- **Your task**
How many lines in the material below contain the string "shoe"? Letter case matters. Reply with the number alone.
|---|
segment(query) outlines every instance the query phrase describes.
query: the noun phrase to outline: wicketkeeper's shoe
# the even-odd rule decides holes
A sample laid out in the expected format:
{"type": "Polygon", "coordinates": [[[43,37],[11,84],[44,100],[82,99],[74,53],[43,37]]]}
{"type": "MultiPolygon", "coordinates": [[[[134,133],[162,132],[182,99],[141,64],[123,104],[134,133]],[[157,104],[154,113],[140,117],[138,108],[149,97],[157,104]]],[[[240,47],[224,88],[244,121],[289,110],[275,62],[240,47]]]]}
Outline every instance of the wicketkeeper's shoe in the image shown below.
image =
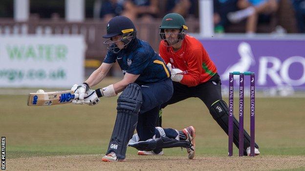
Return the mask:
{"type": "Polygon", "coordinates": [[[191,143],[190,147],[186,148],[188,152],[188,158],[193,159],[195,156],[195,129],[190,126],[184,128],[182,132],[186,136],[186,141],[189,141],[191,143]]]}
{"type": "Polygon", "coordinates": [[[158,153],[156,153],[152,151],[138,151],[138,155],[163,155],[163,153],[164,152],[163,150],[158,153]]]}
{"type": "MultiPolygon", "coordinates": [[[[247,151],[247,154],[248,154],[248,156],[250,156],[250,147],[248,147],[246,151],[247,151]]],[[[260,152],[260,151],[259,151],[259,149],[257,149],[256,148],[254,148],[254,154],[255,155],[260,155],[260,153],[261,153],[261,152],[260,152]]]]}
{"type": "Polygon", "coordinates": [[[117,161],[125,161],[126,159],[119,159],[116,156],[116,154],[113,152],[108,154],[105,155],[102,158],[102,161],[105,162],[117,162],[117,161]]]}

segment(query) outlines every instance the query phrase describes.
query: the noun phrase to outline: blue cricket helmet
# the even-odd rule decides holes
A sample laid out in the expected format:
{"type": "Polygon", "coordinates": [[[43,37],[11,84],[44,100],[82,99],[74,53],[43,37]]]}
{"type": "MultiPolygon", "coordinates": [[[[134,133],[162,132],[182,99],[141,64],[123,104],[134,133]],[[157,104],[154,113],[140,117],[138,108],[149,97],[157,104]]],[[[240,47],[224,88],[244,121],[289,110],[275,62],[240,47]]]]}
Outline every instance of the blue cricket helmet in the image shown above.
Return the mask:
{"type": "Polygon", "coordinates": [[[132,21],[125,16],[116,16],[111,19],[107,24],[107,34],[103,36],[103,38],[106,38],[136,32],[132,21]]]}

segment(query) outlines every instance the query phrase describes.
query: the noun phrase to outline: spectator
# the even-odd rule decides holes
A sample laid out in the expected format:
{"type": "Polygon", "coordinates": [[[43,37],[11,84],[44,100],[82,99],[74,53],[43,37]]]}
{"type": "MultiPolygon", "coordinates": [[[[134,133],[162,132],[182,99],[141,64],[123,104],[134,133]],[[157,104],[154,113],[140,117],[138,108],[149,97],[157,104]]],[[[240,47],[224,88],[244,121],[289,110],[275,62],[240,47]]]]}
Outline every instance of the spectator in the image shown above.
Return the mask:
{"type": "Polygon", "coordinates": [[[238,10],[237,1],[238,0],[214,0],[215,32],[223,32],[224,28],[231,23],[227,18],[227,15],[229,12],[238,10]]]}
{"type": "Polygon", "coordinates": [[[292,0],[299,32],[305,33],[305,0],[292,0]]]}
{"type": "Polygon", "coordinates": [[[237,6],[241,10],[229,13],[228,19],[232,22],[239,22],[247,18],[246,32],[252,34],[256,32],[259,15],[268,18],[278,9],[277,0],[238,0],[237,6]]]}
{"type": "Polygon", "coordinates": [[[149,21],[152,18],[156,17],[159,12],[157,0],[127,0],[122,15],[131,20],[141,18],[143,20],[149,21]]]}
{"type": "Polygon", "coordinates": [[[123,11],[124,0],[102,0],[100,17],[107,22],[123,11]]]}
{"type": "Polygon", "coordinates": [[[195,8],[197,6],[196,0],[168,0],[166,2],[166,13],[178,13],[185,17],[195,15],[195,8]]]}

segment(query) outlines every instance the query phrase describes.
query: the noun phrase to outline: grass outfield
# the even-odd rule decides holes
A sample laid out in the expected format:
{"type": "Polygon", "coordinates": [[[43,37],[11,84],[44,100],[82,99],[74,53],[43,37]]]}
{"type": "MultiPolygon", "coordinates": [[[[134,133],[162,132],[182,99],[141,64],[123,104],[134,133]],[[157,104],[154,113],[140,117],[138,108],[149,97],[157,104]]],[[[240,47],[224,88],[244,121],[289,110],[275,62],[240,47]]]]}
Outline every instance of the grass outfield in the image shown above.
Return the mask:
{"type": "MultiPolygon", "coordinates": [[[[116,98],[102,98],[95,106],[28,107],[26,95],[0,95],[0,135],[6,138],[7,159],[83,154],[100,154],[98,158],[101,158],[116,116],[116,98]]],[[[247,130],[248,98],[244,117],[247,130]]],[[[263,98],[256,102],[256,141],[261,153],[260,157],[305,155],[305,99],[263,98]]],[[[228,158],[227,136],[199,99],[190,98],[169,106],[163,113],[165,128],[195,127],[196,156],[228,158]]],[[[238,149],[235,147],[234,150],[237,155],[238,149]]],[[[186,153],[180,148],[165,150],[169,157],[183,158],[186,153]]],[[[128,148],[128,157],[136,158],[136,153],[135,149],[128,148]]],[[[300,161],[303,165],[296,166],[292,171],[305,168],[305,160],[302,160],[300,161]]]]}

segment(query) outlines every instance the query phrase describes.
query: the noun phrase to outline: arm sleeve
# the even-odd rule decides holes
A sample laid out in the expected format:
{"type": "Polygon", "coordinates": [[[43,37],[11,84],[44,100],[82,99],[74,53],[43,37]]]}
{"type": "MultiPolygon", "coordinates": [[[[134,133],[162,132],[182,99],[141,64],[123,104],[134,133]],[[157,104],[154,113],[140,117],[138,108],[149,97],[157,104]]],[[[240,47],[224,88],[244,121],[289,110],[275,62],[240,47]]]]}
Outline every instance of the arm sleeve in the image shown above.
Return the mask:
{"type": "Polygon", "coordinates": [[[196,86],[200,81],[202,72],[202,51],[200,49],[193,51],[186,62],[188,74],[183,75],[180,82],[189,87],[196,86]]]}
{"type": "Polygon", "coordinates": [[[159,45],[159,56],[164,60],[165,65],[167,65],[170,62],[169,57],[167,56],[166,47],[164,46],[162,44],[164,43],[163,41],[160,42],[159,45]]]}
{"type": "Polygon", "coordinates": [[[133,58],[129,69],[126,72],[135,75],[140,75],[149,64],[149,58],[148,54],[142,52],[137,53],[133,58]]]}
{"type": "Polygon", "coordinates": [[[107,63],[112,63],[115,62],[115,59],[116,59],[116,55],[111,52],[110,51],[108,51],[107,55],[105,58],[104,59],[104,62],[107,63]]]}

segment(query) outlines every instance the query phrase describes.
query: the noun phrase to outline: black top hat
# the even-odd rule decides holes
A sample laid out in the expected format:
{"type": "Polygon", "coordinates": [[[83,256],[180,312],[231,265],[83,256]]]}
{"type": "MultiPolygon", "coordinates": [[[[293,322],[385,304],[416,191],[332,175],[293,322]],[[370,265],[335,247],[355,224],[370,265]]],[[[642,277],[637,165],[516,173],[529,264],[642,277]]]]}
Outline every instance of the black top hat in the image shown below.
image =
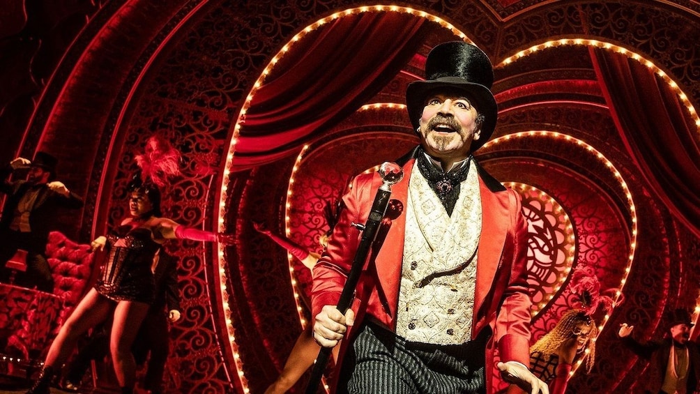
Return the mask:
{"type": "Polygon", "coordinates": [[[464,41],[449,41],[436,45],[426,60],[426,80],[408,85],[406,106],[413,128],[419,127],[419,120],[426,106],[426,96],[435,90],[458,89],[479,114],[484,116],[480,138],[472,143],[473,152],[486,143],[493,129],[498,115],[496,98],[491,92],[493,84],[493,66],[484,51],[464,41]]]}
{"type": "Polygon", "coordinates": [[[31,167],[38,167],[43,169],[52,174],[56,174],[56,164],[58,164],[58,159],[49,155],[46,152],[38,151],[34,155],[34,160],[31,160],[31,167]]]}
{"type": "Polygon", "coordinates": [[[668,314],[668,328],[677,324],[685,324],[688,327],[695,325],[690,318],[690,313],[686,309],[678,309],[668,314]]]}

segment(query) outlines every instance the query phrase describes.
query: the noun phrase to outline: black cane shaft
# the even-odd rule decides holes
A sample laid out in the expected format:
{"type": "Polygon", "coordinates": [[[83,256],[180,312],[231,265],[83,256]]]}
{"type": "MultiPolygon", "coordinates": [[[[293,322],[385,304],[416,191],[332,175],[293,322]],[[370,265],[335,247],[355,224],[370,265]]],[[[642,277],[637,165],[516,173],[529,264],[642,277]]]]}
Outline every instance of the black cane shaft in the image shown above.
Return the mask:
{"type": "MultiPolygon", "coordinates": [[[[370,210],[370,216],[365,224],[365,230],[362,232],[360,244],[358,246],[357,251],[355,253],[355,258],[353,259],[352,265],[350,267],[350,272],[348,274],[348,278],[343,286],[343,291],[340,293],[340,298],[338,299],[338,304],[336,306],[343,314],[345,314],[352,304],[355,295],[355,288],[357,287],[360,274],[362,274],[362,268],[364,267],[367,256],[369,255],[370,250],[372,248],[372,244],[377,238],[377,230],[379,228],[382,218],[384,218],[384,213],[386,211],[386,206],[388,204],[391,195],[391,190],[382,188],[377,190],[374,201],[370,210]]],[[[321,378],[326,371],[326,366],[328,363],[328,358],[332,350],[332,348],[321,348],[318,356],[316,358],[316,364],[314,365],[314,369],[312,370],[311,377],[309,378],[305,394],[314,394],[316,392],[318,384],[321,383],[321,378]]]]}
|---|
- **Finished answer**
2